Text excerpt
============================================================

I also don't use any Photoshopped photos of my dogs on our web site or for promotional purposes. They are for our use to see things that we are looking for. I don't have a problem with anyone having to Photoshop a photo of their dog to remove human parts or other distracting things and post on forums or Facebook. However, when someone does do this, it is automatically going to be subject to suspicion as it is usually obvious that the photo has been altered. So there is a big risk in putting up photos that are obviously Photoshopped. 

I think that if breeders/show people want to publish photos of their stock, they should take the time to take the photo they want of the dog as is so that they are not subject to scrutiny. It just makes it less stressful for the owner to not have to defend themselves against suspected alteration. It also raises the degree of professionalism being employed when promoting their dogs.

I have color corrected for my dogs in Lightroom. This is something I have to do because my camera's calibration does not match with Lightroom's. I have to do this with all of my photos. I have been trained to color correct for proper white balance so that the dogs appear in their true color or as close as is possible to it. I do not consider this to be an improper use by anyone of altering an image if color correction is necessary. I really hate it when my photos of the dark dogs come in over saturated in purple!! LOL I also don't find it a problem if a dog photo needs a little sharpening to improve the appearance.

============================================================

Supplied data
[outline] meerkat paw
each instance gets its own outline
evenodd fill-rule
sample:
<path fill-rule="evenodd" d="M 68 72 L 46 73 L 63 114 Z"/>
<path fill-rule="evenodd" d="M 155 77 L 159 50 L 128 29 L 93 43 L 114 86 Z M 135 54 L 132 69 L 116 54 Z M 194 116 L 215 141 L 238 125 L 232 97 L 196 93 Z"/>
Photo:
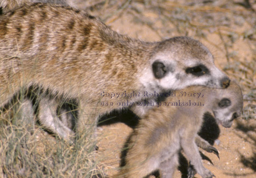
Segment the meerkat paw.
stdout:
<path fill-rule="evenodd" d="M 201 176 L 203 178 L 213 178 L 213 177 L 216 177 L 216 176 L 207 169 L 205 169 L 203 174 L 201 175 Z"/>
<path fill-rule="evenodd" d="M 187 169 L 187 178 L 193 178 L 196 174 L 196 170 L 194 166 L 189 163 L 189 168 Z"/>

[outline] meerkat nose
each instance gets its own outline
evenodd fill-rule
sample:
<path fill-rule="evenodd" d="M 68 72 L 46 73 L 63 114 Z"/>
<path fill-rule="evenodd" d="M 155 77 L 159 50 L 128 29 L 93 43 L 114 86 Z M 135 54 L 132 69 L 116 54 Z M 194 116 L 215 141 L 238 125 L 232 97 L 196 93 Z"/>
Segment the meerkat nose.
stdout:
<path fill-rule="evenodd" d="M 230 79 L 229 77 L 225 77 L 220 81 L 220 85 L 224 88 L 226 88 L 229 86 L 230 83 Z"/>

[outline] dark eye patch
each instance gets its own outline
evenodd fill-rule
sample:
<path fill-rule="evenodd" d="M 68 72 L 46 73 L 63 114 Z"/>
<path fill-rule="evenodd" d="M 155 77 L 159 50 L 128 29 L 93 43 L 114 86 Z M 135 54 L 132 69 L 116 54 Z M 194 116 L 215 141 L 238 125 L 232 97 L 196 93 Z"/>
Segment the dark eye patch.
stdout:
<path fill-rule="evenodd" d="M 155 77 L 156 78 L 162 78 L 167 73 L 167 67 L 161 62 L 155 61 L 152 65 L 152 67 Z"/>
<path fill-rule="evenodd" d="M 200 65 L 192 67 L 188 67 L 186 69 L 186 73 L 191 73 L 196 76 L 201 76 L 209 73 L 208 68 L 203 65 Z"/>
<path fill-rule="evenodd" d="M 219 102 L 219 106 L 220 108 L 224 108 L 227 107 L 231 104 L 231 101 L 227 98 L 224 98 Z"/>

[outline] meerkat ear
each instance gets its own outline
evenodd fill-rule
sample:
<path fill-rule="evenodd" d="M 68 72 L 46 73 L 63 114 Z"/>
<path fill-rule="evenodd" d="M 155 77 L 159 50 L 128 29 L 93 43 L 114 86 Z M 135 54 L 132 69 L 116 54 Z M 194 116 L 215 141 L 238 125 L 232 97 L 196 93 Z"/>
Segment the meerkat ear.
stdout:
<path fill-rule="evenodd" d="M 161 62 L 155 61 L 152 65 L 155 77 L 160 79 L 167 73 L 167 67 Z"/>

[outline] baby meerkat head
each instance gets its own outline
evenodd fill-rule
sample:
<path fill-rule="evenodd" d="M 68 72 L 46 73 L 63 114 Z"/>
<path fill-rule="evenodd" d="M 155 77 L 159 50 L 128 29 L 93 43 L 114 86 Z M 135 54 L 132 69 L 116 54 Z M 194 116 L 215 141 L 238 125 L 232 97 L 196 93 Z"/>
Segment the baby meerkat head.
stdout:
<path fill-rule="evenodd" d="M 234 82 L 225 89 L 216 89 L 213 103 L 213 112 L 218 123 L 223 127 L 230 128 L 234 119 L 242 114 L 243 96 L 238 85 Z"/>
<path fill-rule="evenodd" d="M 229 84 L 229 78 L 214 65 L 209 50 L 187 37 L 160 42 L 150 60 L 155 84 L 163 89 L 190 85 L 225 88 Z"/>

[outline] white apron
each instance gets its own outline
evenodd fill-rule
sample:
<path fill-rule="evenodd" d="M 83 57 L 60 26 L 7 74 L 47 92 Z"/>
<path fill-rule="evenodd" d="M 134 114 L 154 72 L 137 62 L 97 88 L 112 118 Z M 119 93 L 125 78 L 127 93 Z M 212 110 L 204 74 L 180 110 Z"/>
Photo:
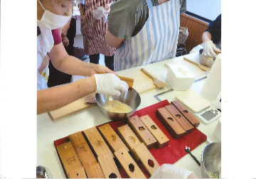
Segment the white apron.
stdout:
<path fill-rule="evenodd" d="M 153 6 L 146 0 L 149 18 L 142 30 L 125 39 L 114 58 L 114 70 L 119 71 L 175 57 L 180 26 L 179 0 L 169 0 Z"/>
<path fill-rule="evenodd" d="M 39 27 L 40 28 L 40 27 Z M 37 90 L 48 88 L 47 81 L 49 77 L 49 64 L 48 63 L 42 72 L 38 72 L 43 58 L 47 53 L 53 47 L 54 40 L 50 30 L 40 28 L 41 34 L 37 37 Z"/>

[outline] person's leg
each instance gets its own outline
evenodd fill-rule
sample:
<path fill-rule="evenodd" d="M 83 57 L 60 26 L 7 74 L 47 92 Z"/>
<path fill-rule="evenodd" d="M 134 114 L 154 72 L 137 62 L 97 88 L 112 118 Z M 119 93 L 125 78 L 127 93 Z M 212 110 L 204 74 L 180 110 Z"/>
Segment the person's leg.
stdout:
<path fill-rule="evenodd" d="M 99 64 L 100 53 L 89 55 L 90 63 Z"/>
<path fill-rule="evenodd" d="M 112 56 L 105 56 L 105 65 L 111 70 L 114 70 L 114 55 Z"/>

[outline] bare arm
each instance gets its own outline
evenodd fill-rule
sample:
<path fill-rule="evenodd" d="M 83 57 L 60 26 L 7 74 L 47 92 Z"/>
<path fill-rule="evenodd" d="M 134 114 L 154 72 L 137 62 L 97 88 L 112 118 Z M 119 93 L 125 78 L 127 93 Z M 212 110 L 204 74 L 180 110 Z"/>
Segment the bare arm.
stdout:
<path fill-rule="evenodd" d="M 211 34 L 208 31 L 205 31 L 202 35 L 203 43 L 211 40 Z"/>
<path fill-rule="evenodd" d="M 188 176 L 188 178 L 198 178 L 195 173 L 192 173 Z"/>
<path fill-rule="evenodd" d="M 57 70 L 70 75 L 91 76 L 100 72 L 116 75 L 103 65 L 85 63 L 73 56 L 68 55 L 62 43 L 53 45 L 48 55 Z"/>
<path fill-rule="evenodd" d="M 105 40 L 107 45 L 114 48 L 119 48 L 124 38 L 119 38 L 114 36 L 110 31 L 107 31 Z"/>
<path fill-rule="evenodd" d="M 95 76 L 37 91 L 37 114 L 55 110 L 96 91 Z"/>

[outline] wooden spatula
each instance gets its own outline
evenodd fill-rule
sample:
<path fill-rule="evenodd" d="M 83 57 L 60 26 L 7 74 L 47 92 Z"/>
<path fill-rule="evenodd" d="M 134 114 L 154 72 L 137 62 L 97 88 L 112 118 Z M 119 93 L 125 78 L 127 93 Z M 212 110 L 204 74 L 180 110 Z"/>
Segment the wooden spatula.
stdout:
<path fill-rule="evenodd" d="M 142 71 L 145 73 L 146 75 L 148 75 L 149 77 L 151 77 L 153 80 L 154 84 L 159 88 L 164 87 L 167 86 L 166 84 L 164 83 L 162 80 L 161 80 L 159 78 L 158 78 L 156 75 L 154 75 L 153 74 L 150 74 L 149 72 L 146 71 L 145 69 L 142 68 Z"/>
<path fill-rule="evenodd" d="M 210 71 L 210 67 L 206 67 L 206 66 L 204 66 L 204 65 L 201 65 L 201 64 L 197 63 L 196 63 L 196 62 L 194 62 L 194 61 L 192 61 L 191 60 L 189 60 L 188 58 L 183 58 L 183 59 L 184 59 L 185 60 L 187 60 L 188 62 L 192 63 L 193 64 L 198 66 L 198 67 L 200 67 L 201 69 L 202 69 L 202 70 L 204 70 L 204 71 L 206 71 L 206 72 L 207 72 L 207 71 Z"/>
<path fill-rule="evenodd" d="M 215 52 L 215 53 L 217 54 L 217 55 L 218 55 L 218 54 L 221 53 L 221 51 L 214 51 L 214 52 Z"/>
<path fill-rule="evenodd" d="M 104 74 L 104 73 L 105 72 L 100 72 L 100 74 Z M 117 77 L 119 77 L 119 78 L 120 78 L 120 80 L 122 81 L 124 81 L 124 82 L 126 82 L 127 83 L 128 87 L 129 87 L 129 90 L 132 89 L 134 79 L 129 78 L 129 77 L 121 77 L 121 76 L 117 76 Z"/>

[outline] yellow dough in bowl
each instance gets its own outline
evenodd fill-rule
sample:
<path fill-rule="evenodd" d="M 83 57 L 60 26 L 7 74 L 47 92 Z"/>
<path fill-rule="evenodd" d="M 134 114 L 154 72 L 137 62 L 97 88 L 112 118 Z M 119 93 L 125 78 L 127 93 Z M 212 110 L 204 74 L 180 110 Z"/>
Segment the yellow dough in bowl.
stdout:
<path fill-rule="evenodd" d="M 107 111 L 115 113 L 127 113 L 132 110 L 129 106 L 117 100 L 108 101 L 103 108 Z"/>

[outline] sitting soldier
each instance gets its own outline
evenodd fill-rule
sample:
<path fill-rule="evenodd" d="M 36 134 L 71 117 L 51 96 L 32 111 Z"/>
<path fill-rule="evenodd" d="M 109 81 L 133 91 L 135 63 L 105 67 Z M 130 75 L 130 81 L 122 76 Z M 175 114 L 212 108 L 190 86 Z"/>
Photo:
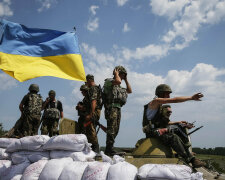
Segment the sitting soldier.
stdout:
<path fill-rule="evenodd" d="M 185 124 L 185 121 L 170 122 L 169 117 L 172 113 L 170 106 L 162 106 L 167 103 L 181 103 L 189 100 L 200 101 L 203 94 L 197 93 L 193 96 L 182 96 L 170 98 L 171 88 L 166 84 L 157 86 L 156 97 L 144 106 L 143 132 L 146 137 L 155 137 L 163 144 L 173 148 L 179 156 L 184 158 L 187 163 L 192 163 L 195 168 L 205 166 L 205 163 L 195 158 L 190 152 L 187 142 L 171 131 L 171 124 Z"/>

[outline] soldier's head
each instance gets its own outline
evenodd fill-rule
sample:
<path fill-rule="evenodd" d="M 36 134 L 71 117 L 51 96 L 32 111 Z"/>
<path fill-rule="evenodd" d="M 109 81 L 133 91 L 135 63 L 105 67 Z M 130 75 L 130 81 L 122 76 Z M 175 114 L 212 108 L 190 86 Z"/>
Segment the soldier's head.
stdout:
<path fill-rule="evenodd" d="M 38 93 L 39 86 L 37 84 L 31 84 L 28 90 L 32 93 Z"/>
<path fill-rule="evenodd" d="M 50 91 L 48 92 L 48 96 L 49 96 L 49 98 L 50 98 L 51 100 L 54 100 L 54 99 L 55 99 L 55 96 L 56 96 L 55 91 L 54 91 L 54 90 L 50 90 Z"/>
<path fill-rule="evenodd" d="M 160 98 L 169 98 L 170 93 L 172 93 L 172 90 L 167 84 L 160 84 L 155 89 L 155 95 Z"/>
<path fill-rule="evenodd" d="M 92 83 L 94 82 L 94 76 L 92 74 L 88 74 L 86 76 L 86 80 L 87 80 L 87 86 L 90 87 Z"/>
<path fill-rule="evenodd" d="M 123 66 L 116 66 L 113 72 L 117 70 L 121 79 L 125 79 L 127 76 L 127 70 Z"/>
<path fill-rule="evenodd" d="M 88 91 L 88 86 L 85 85 L 85 84 L 81 85 L 80 91 L 81 91 L 83 96 L 86 96 L 87 95 L 87 91 Z"/>

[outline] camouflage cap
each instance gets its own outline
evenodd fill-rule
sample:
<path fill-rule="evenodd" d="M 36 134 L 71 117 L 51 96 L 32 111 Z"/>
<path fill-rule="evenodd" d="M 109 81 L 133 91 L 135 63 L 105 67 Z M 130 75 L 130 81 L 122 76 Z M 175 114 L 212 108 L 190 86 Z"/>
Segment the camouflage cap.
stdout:
<path fill-rule="evenodd" d="M 93 76 L 92 74 L 88 74 L 88 75 L 86 76 L 86 79 L 87 79 L 87 80 L 94 80 L 94 76 Z"/>
<path fill-rule="evenodd" d="M 34 92 L 39 92 L 39 86 L 37 84 L 31 84 L 28 90 L 34 91 Z"/>
<path fill-rule="evenodd" d="M 48 92 L 48 95 L 50 96 L 50 95 L 56 95 L 56 92 L 54 91 L 54 90 L 50 90 L 49 92 Z"/>
<path fill-rule="evenodd" d="M 156 87 L 155 89 L 155 95 L 156 96 L 159 96 L 161 93 L 163 92 L 169 92 L 169 93 L 172 93 L 172 89 L 170 88 L 169 85 L 167 84 L 160 84 Z"/>
<path fill-rule="evenodd" d="M 87 91 L 87 90 L 88 90 L 88 86 L 87 85 L 85 85 L 85 84 L 81 85 L 80 91 Z"/>
<path fill-rule="evenodd" d="M 116 66 L 115 69 L 118 70 L 119 73 L 127 74 L 127 70 L 123 66 Z"/>

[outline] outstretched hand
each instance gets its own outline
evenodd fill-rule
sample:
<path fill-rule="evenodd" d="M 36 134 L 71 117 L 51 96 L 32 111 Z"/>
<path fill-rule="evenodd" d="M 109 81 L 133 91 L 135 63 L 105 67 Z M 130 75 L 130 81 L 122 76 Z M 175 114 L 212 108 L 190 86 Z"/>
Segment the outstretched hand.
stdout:
<path fill-rule="evenodd" d="M 204 95 L 202 93 L 197 93 L 197 94 L 194 94 L 191 99 L 192 100 L 195 100 L 195 101 L 201 101 L 200 98 L 202 98 Z"/>

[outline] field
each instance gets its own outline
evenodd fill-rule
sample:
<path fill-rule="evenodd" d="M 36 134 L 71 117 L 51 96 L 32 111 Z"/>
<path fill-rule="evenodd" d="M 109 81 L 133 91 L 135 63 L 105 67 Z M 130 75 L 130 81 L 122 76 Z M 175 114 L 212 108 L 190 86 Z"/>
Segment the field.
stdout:
<path fill-rule="evenodd" d="M 209 169 L 225 173 L 225 156 L 197 154 L 196 157 L 205 161 Z"/>

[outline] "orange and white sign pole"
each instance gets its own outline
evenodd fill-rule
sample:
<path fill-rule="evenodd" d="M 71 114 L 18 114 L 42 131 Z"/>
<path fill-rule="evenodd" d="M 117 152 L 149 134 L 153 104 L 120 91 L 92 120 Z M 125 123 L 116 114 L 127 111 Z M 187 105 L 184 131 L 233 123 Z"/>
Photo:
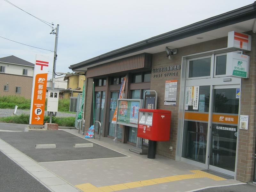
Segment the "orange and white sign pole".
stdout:
<path fill-rule="evenodd" d="M 49 57 L 36 55 L 33 76 L 29 124 L 44 124 Z"/>

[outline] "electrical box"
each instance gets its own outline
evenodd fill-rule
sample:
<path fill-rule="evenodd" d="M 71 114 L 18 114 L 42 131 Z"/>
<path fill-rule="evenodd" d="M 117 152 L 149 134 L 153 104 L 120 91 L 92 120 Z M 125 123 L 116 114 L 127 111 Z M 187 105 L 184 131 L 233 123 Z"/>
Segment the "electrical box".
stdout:
<path fill-rule="evenodd" d="M 169 140 L 170 111 L 147 109 L 140 109 L 139 111 L 138 137 L 156 141 Z"/>
<path fill-rule="evenodd" d="M 55 91 L 48 91 L 48 98 L 47 100 L 47 111 L 51 112 L 58 111 L 59 92 Z"/>

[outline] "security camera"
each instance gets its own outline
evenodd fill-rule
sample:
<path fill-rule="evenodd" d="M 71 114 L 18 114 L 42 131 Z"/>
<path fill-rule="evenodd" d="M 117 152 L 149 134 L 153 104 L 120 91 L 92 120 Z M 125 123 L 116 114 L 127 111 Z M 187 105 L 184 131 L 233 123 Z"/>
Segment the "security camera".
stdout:
<path fill-rule="evenodd" d="M 165 51 L 166 51 L 166 57 L 168 57 L 169 60 L 171 60 L 172 59 L 171 55 L 172 55 L 174 54 L 176 54 L 177 53 L 177 49 L 171 49 L 170 48 L 168 48 L 167 47 L 165 47 Z"/>

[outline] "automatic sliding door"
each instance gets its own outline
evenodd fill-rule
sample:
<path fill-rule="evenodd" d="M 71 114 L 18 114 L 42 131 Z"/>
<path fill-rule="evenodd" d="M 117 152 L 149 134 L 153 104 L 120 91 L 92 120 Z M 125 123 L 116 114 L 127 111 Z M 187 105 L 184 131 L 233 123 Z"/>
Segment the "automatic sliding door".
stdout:
<path fill-rule="evenodd" d="M 234 175 L 239 99 L 236 88 L 214 89 L 209 169 Z"/>

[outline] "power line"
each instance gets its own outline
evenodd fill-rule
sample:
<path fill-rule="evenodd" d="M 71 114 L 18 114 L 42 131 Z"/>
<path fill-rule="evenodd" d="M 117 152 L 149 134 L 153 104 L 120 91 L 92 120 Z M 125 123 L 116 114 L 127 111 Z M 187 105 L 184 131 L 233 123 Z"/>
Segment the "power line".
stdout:
<path fill-rule="evenodd" d="M 1 37 L 3 39 L 7 39 L 7 40 L 9 40 L 9 41 L 13 41 L 13 42 L 15 42 L 15 43 L 19 43 L 20 44 L 22 44 L 22 45 L 27 45 L 27 46 L 29 46 L 29 47 L 34 47 L 34 48 L 36 48 L 37 49 L 43 49 L 43 50 L 45 50 L 46 51 L 49 51 L 51 52 L 54 52 L 54 51 L 51 51 L 51 50 L 49 50 L 49 49 L 43 49 L 42 48 L 39 48 L 39 47 L 34 47 L 34 46 L 31 46 L 31 45 L 27 45 L 27 44 L 24 44 L 24 43 L 20 43 L 19 42 L 17 42 L 17 41 L 13 41 L 13 40 L 11 40 L 11 39 L 7 39 L 7 38 L 5 38 L 4 37 L 2 37 L 1 36 L 0 36 L 0 37 Z"/>
<path fill-rule="evenodd" d="M 28 12 L 27 12 L 26 11 L 24 11 L 22 9 L 21 9 L 21 8 L 20 8 L 20 7 L 19 7 L 18 6 L 17 6 L 16 5 L 15 5 L 15 4 L 13 4 L 13 3 L 11 3 L 11 2 L 10 2 L 10 1 L 7 1 L 7 0 L 4 0 L 4 1 L 5 1 L 7 2 L 8 3 L 12 5 L 13 5 L 13 6 L 14 6 L 15 7 L 17 7 L 18 9 L 20 9 L 20 10 L 21 10 L 22 11 L 24 11 L 24 12 L 28 13 L 29 15 L 31 15 L 32 17 L 35 17 L 35 18 L 38 20 L 40 21 L 42 21 L 42 22 L 43 22 L 43 23 L 45 23 L 45 24 L 46 24 L 47 25 L 49 25 L 49 26 L 50 26 L 50 27 L 51 27 L 51 28 L 52 28 L 52 26 L 53 26 L 53 23 L 49 23 L 49 22 L 47 22 L 47 21 L 45 21 L 44 20 L 43 20 L 42 19 L 39 19 L 38 17 L 36 17 L 36 16 L 34 16 L 34 15 L 33 15 L 32 14 L 30 14 L 30 13 L 29 13 Z M 48 23 L 49 23 L 50 25 L 52 25 L 51 26 L 50 25 L 49 25 L 49 24 L 48 24 Z"/>

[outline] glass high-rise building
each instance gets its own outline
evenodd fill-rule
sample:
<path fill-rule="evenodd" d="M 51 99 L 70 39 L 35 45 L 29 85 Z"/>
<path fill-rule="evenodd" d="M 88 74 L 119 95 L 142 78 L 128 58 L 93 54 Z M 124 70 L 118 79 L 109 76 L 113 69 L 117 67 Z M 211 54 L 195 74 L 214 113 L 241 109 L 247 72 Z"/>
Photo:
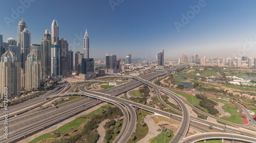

============================================================

Tasks to carry out
(1) Please say whether each statement agrees with the post about editing dog photos, answering yes or no and quoting the words of the post that decide it.
(a) The writer color corrects photos in Lightroom because of a mismatch in camera calibration.
(b) The writer uses Photoshopped photos of the dogs for promotional purposes.
(c) The writer objects to a dog photo getting a little sharpening.
(2) In the post about editing dog photos, what happens to the writer's photos of the dark dogs?
The rows have no part in this work.

Responses in order
(1)
(a) Yes: "This is something I have to do because my camera's calibration does not match with Lightroom's."
(b) No: "I also don't use any Photoshopped photos of my dogs on our web site or for promotional purposes."
(c) No: "I also don't find it a problem if a dog photo needs a little sharpening to improve the appearance."

(2) They come in over saturated in purple.